Instruction |
Convert the items, from the start through the line that contains "pixel 918 408", into a Markdown table with a "Row" column for the row number and a "Line" column for the line's text, leaving out any blank lines.

Source data
-- begin --
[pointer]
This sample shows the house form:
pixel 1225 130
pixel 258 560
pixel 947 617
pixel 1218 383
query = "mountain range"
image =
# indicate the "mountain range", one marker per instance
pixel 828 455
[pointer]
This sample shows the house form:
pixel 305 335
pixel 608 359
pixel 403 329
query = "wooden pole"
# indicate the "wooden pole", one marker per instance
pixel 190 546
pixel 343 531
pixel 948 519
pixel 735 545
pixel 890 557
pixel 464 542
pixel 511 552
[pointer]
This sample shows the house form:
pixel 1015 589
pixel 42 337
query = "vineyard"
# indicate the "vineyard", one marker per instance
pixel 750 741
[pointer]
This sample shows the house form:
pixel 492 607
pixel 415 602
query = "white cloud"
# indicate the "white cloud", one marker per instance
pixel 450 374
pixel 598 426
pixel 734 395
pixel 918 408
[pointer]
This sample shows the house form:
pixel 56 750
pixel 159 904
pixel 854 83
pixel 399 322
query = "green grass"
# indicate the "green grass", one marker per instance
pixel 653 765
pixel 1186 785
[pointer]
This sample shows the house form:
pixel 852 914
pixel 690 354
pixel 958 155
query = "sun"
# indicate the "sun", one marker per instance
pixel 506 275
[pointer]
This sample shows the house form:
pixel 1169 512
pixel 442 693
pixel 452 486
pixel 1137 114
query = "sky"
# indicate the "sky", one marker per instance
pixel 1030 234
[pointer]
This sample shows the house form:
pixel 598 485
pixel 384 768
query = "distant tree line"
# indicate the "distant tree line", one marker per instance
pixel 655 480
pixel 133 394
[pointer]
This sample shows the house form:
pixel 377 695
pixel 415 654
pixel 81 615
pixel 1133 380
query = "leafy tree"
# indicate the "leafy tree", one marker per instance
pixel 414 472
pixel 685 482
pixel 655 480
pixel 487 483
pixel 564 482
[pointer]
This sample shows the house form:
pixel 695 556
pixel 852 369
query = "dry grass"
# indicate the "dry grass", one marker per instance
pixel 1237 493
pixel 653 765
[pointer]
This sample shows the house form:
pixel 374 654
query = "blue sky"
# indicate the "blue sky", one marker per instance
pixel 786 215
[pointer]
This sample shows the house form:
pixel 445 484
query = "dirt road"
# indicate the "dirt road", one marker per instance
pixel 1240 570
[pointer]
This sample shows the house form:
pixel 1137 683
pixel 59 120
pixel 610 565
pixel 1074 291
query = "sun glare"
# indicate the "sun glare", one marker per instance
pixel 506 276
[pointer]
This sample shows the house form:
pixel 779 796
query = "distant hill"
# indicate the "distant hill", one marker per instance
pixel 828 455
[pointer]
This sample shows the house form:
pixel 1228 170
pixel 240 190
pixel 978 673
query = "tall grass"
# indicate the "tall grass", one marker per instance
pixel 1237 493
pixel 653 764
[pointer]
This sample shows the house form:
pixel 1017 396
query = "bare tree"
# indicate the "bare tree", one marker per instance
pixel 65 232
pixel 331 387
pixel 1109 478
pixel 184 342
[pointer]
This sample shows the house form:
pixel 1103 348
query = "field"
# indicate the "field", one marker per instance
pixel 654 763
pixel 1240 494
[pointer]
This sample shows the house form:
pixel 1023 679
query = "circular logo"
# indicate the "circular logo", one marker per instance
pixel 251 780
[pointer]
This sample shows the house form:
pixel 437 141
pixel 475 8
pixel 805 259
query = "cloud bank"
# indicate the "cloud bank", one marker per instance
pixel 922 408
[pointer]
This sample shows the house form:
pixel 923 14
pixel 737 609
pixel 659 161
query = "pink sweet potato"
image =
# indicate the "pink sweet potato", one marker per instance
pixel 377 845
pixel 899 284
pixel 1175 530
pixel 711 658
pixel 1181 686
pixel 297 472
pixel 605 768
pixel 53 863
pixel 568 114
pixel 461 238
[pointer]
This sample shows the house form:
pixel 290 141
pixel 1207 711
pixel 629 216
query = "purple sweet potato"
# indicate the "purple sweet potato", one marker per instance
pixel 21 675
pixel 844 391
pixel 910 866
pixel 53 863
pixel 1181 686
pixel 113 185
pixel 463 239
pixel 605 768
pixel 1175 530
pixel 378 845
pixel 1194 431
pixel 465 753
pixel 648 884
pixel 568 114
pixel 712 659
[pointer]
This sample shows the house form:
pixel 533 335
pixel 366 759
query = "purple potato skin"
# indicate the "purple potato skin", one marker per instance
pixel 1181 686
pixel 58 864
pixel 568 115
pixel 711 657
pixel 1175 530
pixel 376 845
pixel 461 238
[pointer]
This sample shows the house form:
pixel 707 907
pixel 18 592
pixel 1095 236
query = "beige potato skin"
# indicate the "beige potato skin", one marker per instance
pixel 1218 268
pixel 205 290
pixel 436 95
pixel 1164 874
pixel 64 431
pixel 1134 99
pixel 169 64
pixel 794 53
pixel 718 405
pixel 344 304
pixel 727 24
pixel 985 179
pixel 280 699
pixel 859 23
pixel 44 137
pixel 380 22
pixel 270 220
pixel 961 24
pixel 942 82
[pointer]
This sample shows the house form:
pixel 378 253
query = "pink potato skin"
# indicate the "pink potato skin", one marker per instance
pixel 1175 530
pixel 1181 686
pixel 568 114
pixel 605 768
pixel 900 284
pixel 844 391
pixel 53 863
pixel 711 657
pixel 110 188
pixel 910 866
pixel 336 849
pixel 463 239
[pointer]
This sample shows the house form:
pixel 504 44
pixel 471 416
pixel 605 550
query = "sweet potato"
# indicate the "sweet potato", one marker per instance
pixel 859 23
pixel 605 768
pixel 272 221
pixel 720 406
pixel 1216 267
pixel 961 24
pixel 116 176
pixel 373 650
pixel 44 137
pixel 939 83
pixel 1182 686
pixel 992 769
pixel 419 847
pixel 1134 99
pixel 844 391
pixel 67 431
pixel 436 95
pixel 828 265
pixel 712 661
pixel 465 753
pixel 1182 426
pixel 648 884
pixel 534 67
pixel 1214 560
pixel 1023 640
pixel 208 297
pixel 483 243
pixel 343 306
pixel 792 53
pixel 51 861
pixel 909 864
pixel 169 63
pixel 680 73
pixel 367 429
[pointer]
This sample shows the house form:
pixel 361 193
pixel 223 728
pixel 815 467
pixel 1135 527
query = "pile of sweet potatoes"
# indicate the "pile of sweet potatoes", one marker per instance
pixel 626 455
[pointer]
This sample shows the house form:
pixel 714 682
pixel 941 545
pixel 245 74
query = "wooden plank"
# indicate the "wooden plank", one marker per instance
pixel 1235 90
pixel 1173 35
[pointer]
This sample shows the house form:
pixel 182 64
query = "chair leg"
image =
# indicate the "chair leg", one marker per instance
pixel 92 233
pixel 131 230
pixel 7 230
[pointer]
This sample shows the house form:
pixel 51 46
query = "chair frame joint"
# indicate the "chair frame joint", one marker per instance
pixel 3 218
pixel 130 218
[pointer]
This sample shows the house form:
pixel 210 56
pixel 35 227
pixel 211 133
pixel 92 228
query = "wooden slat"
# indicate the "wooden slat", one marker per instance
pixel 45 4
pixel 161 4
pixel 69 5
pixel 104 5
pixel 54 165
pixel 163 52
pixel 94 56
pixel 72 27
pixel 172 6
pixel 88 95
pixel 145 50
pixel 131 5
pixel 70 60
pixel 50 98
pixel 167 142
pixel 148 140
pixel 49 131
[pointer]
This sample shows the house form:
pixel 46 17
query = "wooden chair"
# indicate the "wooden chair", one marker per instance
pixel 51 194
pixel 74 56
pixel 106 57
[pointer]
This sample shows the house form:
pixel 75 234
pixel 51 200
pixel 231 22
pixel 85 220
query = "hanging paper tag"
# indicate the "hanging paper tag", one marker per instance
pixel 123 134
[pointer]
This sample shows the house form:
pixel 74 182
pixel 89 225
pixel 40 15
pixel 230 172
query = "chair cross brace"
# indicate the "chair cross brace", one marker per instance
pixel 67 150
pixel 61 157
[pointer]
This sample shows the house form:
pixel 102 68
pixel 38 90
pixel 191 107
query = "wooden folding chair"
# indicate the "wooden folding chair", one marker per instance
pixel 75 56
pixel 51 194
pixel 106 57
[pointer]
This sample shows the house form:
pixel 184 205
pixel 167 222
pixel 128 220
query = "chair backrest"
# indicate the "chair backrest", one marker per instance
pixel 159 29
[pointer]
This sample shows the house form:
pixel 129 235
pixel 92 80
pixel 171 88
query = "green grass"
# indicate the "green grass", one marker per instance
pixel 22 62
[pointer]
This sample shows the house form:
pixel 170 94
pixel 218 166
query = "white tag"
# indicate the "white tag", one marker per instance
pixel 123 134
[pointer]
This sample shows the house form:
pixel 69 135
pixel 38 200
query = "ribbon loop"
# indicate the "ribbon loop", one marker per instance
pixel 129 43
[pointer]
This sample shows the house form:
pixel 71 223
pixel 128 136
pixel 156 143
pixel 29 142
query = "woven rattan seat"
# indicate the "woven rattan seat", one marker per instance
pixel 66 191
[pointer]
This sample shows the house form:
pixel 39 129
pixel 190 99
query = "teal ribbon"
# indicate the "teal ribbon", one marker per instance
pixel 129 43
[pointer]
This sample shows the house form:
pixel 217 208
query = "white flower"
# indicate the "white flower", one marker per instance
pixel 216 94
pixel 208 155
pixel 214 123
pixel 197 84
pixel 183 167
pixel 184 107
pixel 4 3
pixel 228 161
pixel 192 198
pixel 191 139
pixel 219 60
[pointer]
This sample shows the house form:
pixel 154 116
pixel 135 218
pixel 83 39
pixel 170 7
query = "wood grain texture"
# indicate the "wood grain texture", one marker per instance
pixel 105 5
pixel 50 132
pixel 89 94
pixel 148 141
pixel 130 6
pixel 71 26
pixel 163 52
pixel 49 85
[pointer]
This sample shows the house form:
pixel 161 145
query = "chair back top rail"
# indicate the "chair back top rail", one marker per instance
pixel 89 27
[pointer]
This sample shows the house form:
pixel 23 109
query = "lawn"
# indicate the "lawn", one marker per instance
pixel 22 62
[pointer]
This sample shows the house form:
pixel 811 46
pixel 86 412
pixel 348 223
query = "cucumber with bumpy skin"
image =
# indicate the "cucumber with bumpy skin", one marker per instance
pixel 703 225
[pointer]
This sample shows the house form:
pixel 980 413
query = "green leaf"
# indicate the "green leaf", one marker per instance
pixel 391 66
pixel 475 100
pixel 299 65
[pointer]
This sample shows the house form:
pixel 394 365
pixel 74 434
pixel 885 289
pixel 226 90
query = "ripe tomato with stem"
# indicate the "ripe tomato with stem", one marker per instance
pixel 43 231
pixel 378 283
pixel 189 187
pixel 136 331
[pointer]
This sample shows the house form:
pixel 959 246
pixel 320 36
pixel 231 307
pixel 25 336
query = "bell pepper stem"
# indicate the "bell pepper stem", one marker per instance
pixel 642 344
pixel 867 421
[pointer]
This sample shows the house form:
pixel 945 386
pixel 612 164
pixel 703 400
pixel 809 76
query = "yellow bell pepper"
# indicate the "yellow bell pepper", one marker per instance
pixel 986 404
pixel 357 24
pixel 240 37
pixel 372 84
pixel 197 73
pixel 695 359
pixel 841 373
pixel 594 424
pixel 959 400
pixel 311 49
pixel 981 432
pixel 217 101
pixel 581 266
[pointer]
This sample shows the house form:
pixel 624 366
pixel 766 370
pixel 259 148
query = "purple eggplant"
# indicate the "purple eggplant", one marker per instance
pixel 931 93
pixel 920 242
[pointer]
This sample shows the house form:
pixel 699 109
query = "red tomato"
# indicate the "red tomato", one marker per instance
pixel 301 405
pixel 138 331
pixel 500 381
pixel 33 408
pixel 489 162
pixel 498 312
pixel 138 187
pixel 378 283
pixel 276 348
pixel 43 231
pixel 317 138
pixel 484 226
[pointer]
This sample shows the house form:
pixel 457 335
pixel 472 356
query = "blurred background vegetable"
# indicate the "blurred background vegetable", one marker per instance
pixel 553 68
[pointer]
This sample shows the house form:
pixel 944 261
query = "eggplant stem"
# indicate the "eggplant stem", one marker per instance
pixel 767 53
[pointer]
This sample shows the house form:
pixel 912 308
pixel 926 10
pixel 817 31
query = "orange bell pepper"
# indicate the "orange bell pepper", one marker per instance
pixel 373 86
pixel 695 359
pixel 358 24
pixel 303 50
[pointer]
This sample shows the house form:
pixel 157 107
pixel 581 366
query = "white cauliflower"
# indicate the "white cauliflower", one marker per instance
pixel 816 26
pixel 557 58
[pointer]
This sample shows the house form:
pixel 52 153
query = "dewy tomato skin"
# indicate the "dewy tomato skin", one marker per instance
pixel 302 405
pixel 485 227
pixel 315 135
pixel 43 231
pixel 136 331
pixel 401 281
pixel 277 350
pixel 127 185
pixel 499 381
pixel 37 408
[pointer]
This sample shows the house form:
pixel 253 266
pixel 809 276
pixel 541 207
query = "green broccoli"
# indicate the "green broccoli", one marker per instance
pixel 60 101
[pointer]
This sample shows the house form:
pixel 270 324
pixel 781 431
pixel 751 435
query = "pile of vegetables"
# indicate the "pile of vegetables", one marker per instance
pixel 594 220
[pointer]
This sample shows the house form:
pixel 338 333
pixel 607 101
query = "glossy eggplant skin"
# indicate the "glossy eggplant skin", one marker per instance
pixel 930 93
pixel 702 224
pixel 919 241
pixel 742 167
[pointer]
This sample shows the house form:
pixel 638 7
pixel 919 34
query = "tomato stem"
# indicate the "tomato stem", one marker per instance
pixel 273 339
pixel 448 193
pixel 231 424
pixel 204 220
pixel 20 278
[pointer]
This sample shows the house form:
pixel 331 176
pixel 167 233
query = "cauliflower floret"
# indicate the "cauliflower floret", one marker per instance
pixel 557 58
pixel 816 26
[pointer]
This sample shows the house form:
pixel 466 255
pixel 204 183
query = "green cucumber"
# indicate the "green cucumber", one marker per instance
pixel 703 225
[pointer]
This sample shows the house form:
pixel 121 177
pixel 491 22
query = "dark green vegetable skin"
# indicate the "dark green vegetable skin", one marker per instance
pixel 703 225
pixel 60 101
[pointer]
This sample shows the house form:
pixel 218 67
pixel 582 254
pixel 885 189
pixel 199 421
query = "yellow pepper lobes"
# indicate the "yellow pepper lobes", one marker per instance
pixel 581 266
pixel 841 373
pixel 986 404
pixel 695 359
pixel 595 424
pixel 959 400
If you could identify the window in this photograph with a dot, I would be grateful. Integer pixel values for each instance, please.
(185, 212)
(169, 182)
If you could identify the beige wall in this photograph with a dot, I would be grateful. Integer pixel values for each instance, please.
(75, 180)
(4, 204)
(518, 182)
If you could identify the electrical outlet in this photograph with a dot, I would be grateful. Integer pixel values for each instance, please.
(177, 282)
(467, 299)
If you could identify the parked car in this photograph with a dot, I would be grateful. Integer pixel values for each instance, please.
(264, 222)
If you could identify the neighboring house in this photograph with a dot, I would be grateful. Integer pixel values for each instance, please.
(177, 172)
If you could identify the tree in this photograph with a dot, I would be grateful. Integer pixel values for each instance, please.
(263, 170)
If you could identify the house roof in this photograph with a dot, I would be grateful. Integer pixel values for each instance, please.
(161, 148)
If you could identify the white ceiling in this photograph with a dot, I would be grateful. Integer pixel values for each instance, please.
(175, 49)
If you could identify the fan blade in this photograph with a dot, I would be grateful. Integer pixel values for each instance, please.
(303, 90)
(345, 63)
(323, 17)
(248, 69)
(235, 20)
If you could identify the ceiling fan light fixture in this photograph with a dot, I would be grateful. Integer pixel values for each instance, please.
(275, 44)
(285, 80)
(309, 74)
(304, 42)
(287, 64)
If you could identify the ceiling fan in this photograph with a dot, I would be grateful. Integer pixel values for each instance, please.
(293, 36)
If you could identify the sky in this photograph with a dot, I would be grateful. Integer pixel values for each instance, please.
-- end --
Result below |
| Row | Line |
|---|---|
| 1 | [pointer] |
| 2 | This sample shows the house form: |
| 3 | pixel 1225 130 |
| 4 | pixel 258 560 |
| 5 | pixel 947 617 |
| 6 | pixel 1218 383 |
| 7 | query = "mountain range" |
| 8 | image = |
| 9 | # indicate the "mountain range", one marker per instance |
| 10 | pixel 828 455 |
| 11 | [pointer] |
| 12 | This sample shows the house form: |
| 13 | pixel 305 335 |
| 14 | pixel 608 359 |
| 15 | pixel 403 329 |
| 16 | query = "wooden pole" |
| 17 | # indicate the "wooden pole", one marker per instance |
| 18 | pixel 190 546 |
| 19 | pixel 343 531 |
| 20 | pixel 948 519 |
| 21 | pixel 735 545 |
| 22 | pixel 890 557 |
| 23 | pixel 464 542 |
| 24 | pixel 511 552 |
| 25 | [pointer] |
| 26 | This sample shows the house form: |
| 27 | pixel 1015 589 |
| 28 | pixel 42 337 |
| 29 | query = "vineyard" |
| 30 | # indicate the "vineyard", one marker per instance |
| 31 | pixel 750 741 |
| 32 | [pointer] |
| 33 | This sample shows the house form: |
| 34 | pixel 492 607 |
| 35 | pixel 415 602 |
| 36 | query = "white cloud" |
| 37 | # indicate the "white cloud", one marker per instance |
| 38 | pixel 450 374 |
| 39 | pixel 598 426 |
| 40 | pixel 734 395 |
| 41 | pixel 918 408 |